» Exercise requirements:
Retype all of the entries below word for word, omitting the pictures from your answer.

Records

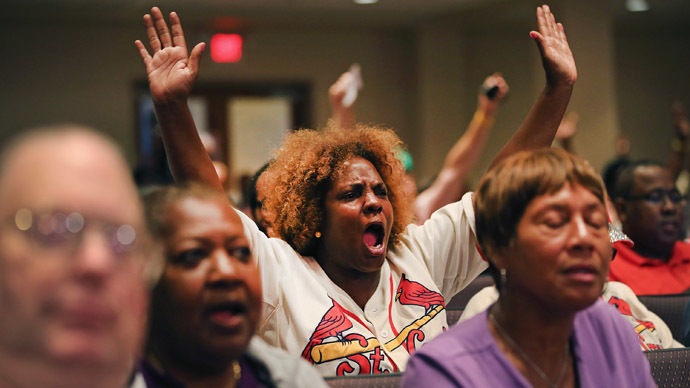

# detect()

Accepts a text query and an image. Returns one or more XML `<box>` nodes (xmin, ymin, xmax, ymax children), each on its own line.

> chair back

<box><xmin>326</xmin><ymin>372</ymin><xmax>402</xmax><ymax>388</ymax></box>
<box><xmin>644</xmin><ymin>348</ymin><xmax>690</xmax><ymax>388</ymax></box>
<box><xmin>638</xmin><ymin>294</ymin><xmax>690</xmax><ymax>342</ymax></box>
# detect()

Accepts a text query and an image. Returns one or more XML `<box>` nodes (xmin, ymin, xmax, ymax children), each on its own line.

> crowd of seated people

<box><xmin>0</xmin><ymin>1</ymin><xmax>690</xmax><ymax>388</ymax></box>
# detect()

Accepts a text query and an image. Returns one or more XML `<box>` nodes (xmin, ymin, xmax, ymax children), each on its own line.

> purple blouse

» Response to the exercise:
# detect()

Accepts a text query and an image. Returns one or more XML `<box>` nodes (xmin, ymin, xmax, ymax children), each on its own line.

> chair back

<box><xmin>326</xmin><ymin>372</ymin><xmax>402</xmax><ymax>388</ymax></box>
<box><xmin>644</xmin><ymin>348</ymin><xmax>690</xmax><ymax>388</ymax></box>
<box><xmin>638</xmin><ymin>294</ymin><xmax>690</xmax><ymax>342</ymax></box>
# detect()

Accepts a text query and an image. Returns one or more XML `<box>` nodes (xmin, ymin, xmax, ymax children), each on its own line.

> crowd of seated people

<box><xmin>0</xmin><ymin>1</ymin><xmax>690</xmax><ymax>388</ymax></box>
# detect()

Accepts a text query and an image. Returns one or more XML `<box>` nodes (xmin, ymin, xmax, ymax children), each on its own line.

> purple blouse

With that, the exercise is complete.